* **Kurze Übung**
Wie lautet der Satz „Kleinere Willkommensinitiativen hingegen sind vor allem auf private Spenden angewiesen.“ aus dem Lesetext weiter unten auf Englisch?

* **Lesetext**
Größere Träger, Vereine und Verbände haben die erforderlichen Kapazitäten, um erfolgreich durch den Dschungel öffentlicher Förderprogramme zu navigieren. Kleinere Willkommensinitiativen hingegen sind vor allem auf private Spenden angewiesen. Eine bedauerliche Konstellation, findet Serhat Karakayali, einer der Autoren der Studie: „Denn vor allem diese Initiativen waren es, die im Angesicht der Überforderung staatlicher Strukturen wesentliche Aufgaben der Versorgung, Betreuung und schließlich Integration geleistet haben.“
Der Flüchtlingszuzug hat erheblich nachgelassen, die Integrationsarbeit vollzieht sich in weitgehend überschaubaren Bahnen. Dennoch bleibt über Jahre hinweg viel zu tun, insbesondere in der schwierigen Wohnungs- und Jobsuche. Kleine Gruppierungen befürchten eine nachlassende Spendenbereitschaft, zugleich erfordern Kostenfaktoren wie Fahrdienste, Unterricht und soziale Aktivitäten verlässlich verfügbare Geldmittel. Angesichts dieser Situation listen die Autoren einige Ideen zur besseren Verteilung von Fördergeldern zugunsten organisatorisch wenig schlagkräftiger Initiativen auf.
Konkrete Bedürfnisse analysieren: Geldgeber sollten Zweck und Umfang des jeweiligen Hilfsprojekts besser im persönlichen Kontakt mit den Engagierten ausloten, als komplexe Förderprogramme mit der Gießkanne „von oben“ auszuschütten, empfiehlt die Studie. Im Sinne von Synergieeffekten kann auch die Einbeziehung weiterer Akteure mit ergänzenden Hilfsangeboten vor Ort sinnvoll sein.

* **Gezeigte Daten**
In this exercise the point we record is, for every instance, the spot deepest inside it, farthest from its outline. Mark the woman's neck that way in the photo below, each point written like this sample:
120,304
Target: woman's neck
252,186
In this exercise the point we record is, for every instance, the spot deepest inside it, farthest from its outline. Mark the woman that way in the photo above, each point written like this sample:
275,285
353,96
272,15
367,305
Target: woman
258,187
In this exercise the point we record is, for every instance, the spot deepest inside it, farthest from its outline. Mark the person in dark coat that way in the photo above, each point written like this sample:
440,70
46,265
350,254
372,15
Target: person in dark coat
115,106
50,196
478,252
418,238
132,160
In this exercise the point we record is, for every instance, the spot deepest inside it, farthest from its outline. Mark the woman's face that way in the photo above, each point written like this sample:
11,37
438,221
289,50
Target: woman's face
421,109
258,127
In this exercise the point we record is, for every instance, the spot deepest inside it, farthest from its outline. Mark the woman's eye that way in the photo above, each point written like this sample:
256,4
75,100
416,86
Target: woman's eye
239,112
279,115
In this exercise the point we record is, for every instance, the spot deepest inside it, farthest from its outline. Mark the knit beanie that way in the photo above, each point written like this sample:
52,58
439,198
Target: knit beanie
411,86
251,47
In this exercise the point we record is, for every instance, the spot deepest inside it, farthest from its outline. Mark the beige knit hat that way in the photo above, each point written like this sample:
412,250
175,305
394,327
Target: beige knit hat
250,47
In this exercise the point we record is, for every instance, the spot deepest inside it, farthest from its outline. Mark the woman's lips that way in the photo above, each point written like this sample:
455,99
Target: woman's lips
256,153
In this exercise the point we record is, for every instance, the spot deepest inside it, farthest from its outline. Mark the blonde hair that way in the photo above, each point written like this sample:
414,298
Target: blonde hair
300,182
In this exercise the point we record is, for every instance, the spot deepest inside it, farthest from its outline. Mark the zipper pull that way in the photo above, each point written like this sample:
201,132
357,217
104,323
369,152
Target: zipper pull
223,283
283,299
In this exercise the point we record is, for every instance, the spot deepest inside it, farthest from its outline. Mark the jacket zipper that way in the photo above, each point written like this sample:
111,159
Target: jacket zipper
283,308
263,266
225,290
* * *
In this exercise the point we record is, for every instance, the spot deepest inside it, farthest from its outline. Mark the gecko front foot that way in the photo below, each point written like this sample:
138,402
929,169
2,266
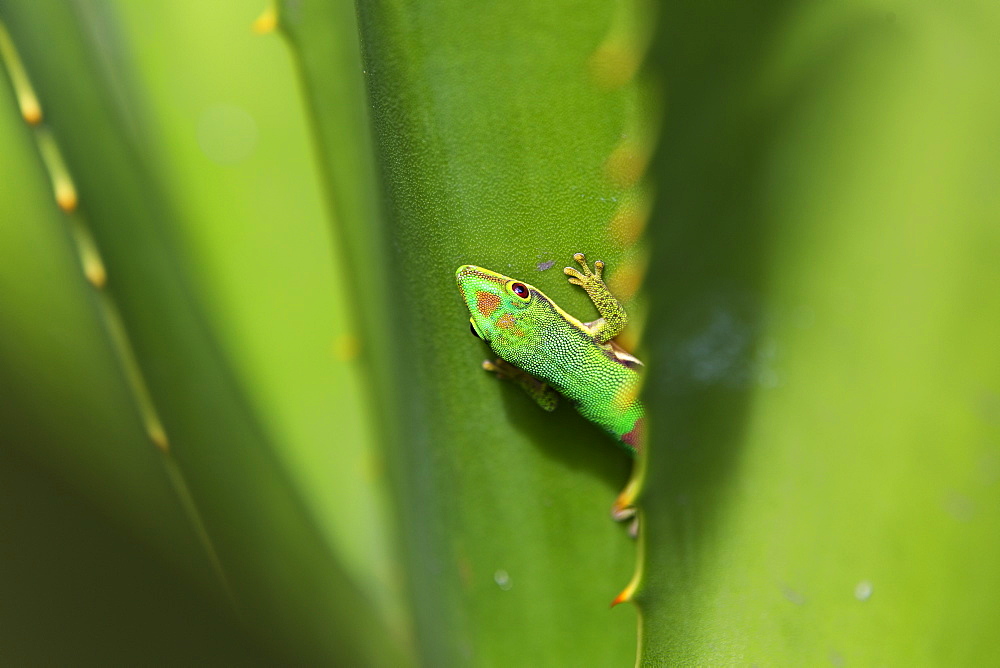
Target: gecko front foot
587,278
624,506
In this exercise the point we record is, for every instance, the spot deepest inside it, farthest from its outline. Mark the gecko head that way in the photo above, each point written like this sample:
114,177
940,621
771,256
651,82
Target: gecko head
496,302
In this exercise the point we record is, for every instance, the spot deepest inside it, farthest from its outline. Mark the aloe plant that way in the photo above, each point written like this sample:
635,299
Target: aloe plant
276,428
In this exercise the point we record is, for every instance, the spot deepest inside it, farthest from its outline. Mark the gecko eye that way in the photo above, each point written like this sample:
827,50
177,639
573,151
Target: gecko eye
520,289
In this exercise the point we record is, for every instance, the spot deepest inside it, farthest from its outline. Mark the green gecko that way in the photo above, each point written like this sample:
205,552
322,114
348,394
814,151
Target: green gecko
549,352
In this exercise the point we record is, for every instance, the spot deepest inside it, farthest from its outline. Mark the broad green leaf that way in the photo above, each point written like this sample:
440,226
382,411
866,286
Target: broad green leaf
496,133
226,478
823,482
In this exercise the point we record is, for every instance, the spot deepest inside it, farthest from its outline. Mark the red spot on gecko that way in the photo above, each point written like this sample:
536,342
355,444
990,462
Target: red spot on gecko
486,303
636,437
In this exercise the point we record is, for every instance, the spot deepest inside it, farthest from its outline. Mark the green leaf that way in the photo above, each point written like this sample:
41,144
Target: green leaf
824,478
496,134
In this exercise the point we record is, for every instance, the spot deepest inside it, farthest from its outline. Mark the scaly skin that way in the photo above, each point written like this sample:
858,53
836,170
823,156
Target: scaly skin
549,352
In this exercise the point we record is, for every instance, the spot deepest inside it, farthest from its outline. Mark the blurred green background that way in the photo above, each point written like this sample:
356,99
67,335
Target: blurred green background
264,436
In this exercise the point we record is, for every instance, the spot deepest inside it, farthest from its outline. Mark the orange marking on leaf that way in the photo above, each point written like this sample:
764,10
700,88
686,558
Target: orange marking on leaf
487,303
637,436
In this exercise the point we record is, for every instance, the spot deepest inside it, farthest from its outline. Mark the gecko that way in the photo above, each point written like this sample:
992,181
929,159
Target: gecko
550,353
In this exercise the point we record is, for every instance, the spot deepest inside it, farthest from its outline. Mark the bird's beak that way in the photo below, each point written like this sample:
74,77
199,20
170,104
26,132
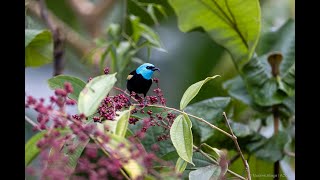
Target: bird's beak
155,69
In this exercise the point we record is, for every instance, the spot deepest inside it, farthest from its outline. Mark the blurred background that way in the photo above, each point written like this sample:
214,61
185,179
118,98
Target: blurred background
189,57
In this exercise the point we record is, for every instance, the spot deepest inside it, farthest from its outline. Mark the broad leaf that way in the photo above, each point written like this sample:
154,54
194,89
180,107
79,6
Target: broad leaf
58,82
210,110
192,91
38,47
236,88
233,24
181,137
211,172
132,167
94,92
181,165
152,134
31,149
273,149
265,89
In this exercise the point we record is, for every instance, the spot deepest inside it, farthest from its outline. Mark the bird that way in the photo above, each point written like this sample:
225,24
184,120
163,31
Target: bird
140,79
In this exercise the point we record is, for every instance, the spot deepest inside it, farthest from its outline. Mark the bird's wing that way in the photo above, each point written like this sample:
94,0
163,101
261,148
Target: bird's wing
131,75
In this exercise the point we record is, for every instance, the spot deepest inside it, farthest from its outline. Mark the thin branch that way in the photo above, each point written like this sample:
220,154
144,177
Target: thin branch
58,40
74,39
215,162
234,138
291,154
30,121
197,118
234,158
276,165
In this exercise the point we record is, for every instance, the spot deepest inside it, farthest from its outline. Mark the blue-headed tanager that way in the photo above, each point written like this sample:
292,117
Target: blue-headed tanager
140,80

* **Musterlösung**
Smaller welcome initiatives, on the other hand, depend mainly on private donations.